-------- STORED ROWS
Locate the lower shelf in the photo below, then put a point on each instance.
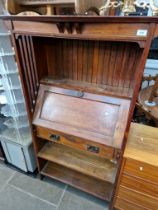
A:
(85, 183)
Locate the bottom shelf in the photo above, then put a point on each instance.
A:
(85, 183)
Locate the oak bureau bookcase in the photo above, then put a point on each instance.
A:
(81, 76)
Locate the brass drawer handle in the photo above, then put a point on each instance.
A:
(54, 137)
(93, 149)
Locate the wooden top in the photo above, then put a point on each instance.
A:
(96, 118)
(37, 2)
(83, 18)
(142, 144)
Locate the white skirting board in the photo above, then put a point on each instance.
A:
(22, 157)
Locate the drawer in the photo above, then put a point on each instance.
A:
(121, 204)
(139, 185)
(138, 198)
(108, 31)
(142, 170)
(71, 141)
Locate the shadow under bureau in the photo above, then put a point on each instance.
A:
(80, 77)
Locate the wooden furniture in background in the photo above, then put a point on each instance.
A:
(81, 77)
(148, 100)
(49, 7)
(138, 182)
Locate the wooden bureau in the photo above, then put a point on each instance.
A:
(81, 76)
(138, 182)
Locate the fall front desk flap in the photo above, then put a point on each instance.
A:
(97, 118)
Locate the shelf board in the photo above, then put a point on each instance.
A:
(80, 161)
(89, 87)
(87, 184)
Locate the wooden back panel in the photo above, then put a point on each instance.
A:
(99, 62)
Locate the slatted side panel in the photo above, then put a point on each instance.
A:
(109, 63)
(28, 68)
----------------
* **PROBLEM STATEMENT**
All records must be output exactly as they are, except for the pictures, which are left out.

* **TASK OUTPUT**
Locate the lower shelf in the photo below, then put a point on each instance.
A:
(85, 183)
Locate the bottom shelf in the photo above, then put a point on each instance.
A:
(85, 183)
Locate the oak bureau bookcase in the photo above, then put a point on each instance.
A:
(81, 76)
Locate the brass drawer handle in the photo above, then put a point on each instance.
A:
(54, 137)
(93, 149)
Locate the wooden top in the photo above, then put a point on each instance.
A:
(96, 118)
(37, 2)
(83, 18)
(142, 144)
Locate the white skirting board in the photo above, then put a point on each instance.
A:
(22, 157)
Locate the drawer in the photo above, then put a point on each instance.
A:
(121, 204)
(139, 185)
(138, 198)
(108, 31)
(142, 170)
(71, 141)
Locate the shadow under bureau in the photo above, then put a point on each instance.
A:
(80, 77)
Locate the wooden furniture in background in the photo above, then put a point on each instance.
A:
(81, 77)
(148, 100)
(49, 7)
(138, 182)
Locate the wooden bureau in the photo above, then put a point on each instance.
A:
(81, 76)
(138, 182)
Locate the fall front desk flap in the photo above, then put a point on each instance.
A:
(97, 118)
Locate the shelf board in the photo above, then put a point on each instance.
A:
(80, 161)
(89, 87)
(87, 184)
Locate the wooden back panel in the photo above, then put a point on each instance.
A:
(99, 62)
Locate the slatted side panel in the photo above, then put a point on each instance.
A:
(109, 63)
(28, 68)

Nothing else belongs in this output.